Sezione di testo
══════
"In quella bara vedevamo nostra figlia": i messaggi delle 3000 lettere per Giulia Cecchettin
A un anno dalla morte di Giulia Cecchettin, il padre ha voluto mostrare al Corriere le 3000 lettere ricevute in quest'anno per la figlia.
A un anno dalla morte di Giulia Cecchettin, il padre ha voluto mostrare al Corriere le 3000 lettere ricevute in quest'anno per la figlia.
Il femminicidio di Giulia Cecchettin avveniva un anno fa, l’11 novembre 2023, quando l’intero Paese sperava ancora, in apprensione, che la sua scomparsa potesse avere un lieto fine.
Il suo corpo sarà ritrovato il 18 novembre, due giorni dopo quella che sarebbe dovuta essere la data della sua laurea. La sua morte ha sconvolto il Paese ed è diventata il simbolo dei troppi femminicidi che continuano ad accadere e che non si sono fermati.
In questo periodo la famiglia Cecchettin ha voluto dedicare il proprio dolore e le proprie energie per farsi mezzo di sensibilizzazione, anche a fronte dell’enorme impatto emotivo che il femminicidio ha provocato, incarnato nelle migliaia di lettere che sono arrivate a Gino Cecchettin e che sono state accumulate nella stanza della figlia. Sono tremila.
Per l’anniversario della morte, la famiglia ha voluto mostrare queste lettere al Corriere, in un articolo a firma di Giovanni Viafora, per mostrare l’umanità variegata che è stata colpita dalla storia di Giulia Cecchettin.
“Vorrei che vedessi, e so che lo vedi, – scrive Carolina – la rivoluzione che hai scatenato. Ti stai accingendo a cambiare davvero le cose, lo sai? Hai una marea di sorelle acquisite che non molleranno la presa, che ricorderanno chi sei e lo urleranno per le strade.”
Sono tante, infatti, le donne e ragazze che da questa vicenda hanno trovato la forza per unirsi, per gridare le violenze che anche loro hanno subito, per scappare da situazioni a rischio.
“Ho rivisto me stessa in quegli orsacchiotti appesi allo zaino, in quanto purtroppo ho avuto una situazione simile quando avevo appena compiuto 20 anni”. – Michelle, 25 anni, da Taranto.
“Una sera sono stata importunata da un uomo di 50 anni davanti alla stanza dell’hotel, non ho dormito tutta la notte, mi sono sentita indifesa, sola e amareggiata. L’ansia mi ha assalito, perché conosco la violenza, perché sono donna. Queste situazioni anche se le racconti per tante persone sembrano normali”. – Chiara.
══════
Consegna A
Indica quante righe dei record contengono la stringa "scene", distinguendo tra maiuscole e minuscole, e rispondi soltanto con il numero.
Il testo e i record non hanno alcun legame tra loro.

Materiale fornito
══════
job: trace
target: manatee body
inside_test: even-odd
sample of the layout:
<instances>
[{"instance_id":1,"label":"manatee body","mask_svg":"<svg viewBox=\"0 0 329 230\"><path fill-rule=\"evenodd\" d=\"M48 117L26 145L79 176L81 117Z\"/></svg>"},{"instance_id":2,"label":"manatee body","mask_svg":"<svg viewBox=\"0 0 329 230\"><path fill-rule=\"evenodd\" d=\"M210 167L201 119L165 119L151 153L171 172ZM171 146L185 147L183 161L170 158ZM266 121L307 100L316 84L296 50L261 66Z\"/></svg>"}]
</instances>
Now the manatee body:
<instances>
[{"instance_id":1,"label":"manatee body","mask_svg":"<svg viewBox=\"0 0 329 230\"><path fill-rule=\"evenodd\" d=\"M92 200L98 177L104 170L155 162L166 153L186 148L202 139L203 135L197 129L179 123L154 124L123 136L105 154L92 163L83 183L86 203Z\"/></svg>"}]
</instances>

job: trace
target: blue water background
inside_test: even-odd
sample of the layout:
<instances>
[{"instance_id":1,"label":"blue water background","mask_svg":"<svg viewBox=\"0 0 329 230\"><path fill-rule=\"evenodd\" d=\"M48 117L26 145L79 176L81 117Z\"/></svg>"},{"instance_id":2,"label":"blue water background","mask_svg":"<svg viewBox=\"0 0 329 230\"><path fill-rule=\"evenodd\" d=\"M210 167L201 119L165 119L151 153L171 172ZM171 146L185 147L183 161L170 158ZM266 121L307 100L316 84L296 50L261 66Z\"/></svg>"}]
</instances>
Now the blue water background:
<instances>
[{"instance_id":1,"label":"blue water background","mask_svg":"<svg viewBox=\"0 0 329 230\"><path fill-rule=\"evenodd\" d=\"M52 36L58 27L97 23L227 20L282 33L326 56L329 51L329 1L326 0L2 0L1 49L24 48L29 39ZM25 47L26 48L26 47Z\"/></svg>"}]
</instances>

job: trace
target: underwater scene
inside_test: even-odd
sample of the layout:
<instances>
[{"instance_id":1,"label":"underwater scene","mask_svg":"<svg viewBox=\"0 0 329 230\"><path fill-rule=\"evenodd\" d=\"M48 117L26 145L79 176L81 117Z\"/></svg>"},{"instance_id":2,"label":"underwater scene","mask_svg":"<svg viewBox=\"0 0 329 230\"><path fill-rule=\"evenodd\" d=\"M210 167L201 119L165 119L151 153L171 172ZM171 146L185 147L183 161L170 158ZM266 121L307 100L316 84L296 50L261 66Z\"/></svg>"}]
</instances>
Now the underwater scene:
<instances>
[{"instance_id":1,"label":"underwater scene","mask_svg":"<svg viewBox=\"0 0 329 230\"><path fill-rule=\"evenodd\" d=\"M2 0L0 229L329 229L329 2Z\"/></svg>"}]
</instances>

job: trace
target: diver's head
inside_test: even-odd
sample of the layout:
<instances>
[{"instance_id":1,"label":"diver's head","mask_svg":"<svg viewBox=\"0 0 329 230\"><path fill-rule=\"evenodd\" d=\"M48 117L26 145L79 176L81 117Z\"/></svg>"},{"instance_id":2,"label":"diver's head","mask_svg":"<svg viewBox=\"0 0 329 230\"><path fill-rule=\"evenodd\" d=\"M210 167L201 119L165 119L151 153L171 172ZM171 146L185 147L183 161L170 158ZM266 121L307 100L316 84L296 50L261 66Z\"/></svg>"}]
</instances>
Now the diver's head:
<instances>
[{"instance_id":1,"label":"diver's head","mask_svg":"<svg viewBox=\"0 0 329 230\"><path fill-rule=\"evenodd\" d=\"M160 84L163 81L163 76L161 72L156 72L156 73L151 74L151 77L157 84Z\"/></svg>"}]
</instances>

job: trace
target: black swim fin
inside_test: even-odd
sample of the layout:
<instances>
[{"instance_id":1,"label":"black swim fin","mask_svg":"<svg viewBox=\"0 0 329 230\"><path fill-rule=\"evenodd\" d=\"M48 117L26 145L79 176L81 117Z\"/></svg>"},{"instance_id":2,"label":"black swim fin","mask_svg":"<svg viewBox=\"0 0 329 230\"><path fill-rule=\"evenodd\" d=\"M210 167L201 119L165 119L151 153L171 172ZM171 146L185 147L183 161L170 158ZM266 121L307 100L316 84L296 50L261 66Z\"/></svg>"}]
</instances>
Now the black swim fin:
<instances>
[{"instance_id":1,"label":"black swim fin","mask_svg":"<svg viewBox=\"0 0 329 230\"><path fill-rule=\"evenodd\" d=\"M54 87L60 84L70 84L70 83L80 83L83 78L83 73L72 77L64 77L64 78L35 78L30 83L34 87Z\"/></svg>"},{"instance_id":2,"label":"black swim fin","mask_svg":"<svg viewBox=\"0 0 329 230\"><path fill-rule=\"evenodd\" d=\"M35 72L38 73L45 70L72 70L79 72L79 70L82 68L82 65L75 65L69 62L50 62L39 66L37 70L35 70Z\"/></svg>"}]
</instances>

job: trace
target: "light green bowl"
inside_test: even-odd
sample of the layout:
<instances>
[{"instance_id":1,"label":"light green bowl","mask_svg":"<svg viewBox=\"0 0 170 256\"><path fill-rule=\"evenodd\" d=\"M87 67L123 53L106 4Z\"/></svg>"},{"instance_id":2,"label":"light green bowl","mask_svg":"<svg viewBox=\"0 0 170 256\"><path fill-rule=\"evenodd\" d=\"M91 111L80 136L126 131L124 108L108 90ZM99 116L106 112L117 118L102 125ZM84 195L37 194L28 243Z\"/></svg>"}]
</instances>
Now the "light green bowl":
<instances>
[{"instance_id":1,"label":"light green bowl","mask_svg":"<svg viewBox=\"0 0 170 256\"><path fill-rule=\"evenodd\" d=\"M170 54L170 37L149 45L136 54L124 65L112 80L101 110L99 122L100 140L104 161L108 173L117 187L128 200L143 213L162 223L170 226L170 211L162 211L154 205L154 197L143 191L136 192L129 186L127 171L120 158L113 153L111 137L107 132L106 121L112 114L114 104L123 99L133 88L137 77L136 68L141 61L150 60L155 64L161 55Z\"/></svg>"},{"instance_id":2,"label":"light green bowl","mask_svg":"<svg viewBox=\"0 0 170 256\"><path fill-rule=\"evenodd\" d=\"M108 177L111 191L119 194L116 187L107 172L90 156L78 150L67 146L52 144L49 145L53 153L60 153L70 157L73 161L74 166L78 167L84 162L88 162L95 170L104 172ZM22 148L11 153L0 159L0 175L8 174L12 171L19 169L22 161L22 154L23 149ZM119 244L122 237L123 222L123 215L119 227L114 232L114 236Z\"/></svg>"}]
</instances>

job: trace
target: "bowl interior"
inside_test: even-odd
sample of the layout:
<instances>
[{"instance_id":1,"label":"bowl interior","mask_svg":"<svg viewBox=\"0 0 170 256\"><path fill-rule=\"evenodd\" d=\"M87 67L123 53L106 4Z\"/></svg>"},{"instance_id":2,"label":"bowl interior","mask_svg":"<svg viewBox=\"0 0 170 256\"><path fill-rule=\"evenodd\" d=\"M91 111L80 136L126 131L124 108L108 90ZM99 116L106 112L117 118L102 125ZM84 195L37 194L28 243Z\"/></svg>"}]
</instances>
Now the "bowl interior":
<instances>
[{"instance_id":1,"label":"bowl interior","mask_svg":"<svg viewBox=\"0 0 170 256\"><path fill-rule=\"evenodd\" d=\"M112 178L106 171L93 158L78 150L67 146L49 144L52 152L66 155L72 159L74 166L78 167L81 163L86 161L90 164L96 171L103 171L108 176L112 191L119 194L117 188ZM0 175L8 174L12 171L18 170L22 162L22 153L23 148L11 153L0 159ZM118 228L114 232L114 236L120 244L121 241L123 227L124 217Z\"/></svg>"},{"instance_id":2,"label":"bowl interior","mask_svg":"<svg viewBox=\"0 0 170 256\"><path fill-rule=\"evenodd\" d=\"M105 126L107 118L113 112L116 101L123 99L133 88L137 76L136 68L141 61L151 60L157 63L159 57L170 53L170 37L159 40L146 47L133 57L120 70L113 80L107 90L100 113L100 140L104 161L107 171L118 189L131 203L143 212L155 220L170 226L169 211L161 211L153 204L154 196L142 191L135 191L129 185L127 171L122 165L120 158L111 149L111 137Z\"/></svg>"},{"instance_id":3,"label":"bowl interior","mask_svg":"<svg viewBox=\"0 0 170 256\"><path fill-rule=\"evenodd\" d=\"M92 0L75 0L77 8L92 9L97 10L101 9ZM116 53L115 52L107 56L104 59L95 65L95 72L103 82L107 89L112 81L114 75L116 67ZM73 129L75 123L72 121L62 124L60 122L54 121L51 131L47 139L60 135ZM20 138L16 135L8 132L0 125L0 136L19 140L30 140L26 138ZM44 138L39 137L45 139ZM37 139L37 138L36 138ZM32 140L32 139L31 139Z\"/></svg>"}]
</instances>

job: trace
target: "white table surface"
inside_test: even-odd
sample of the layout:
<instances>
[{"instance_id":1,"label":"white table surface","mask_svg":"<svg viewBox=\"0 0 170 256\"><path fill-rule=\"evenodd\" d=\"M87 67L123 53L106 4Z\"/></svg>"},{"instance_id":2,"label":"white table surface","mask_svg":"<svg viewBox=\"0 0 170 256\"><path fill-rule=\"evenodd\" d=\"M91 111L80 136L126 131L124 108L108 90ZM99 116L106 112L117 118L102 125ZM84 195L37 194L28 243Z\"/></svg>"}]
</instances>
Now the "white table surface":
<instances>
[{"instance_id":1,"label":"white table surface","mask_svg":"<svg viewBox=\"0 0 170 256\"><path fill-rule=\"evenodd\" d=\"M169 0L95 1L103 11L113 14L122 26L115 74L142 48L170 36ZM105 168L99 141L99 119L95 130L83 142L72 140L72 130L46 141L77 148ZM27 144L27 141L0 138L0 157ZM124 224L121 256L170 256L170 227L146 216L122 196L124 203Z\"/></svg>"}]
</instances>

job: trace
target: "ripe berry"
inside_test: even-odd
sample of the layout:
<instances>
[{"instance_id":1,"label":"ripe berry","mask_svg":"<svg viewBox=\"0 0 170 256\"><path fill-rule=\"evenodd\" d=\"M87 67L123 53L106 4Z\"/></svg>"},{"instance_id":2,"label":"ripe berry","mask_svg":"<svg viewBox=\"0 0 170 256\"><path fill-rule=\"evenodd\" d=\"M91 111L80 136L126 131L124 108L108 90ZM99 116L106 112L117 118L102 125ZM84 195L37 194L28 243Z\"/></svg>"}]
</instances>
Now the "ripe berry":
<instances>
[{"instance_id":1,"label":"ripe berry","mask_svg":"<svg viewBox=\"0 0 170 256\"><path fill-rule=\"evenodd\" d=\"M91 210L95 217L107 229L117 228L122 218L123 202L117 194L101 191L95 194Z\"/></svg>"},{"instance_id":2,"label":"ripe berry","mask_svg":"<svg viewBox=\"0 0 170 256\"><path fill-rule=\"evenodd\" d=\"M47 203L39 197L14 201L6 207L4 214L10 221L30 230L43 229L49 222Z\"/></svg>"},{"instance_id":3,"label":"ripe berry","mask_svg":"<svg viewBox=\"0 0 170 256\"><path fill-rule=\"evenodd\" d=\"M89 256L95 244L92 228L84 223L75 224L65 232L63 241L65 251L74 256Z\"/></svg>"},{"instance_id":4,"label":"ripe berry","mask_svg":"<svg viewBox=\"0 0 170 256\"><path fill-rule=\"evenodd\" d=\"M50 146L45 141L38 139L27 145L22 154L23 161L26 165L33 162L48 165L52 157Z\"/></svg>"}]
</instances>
══════
Consegna B
Traduci in inglese questa frase dell'articolo su Giulia Cecchettin: "Sono tante, infatti, le donne e ragazze che da questa vicenda hanno trovato la forza per unirsi, per gridare le violenze che anche loro hanno subito, per scappare da situazioni a rischio."

Risposta completa A
4

Risposta completa B
Indeed, many women and girls have drawn from this story the strength to come together, to cry out about the violence they too have suffered, to escape dangerous situations.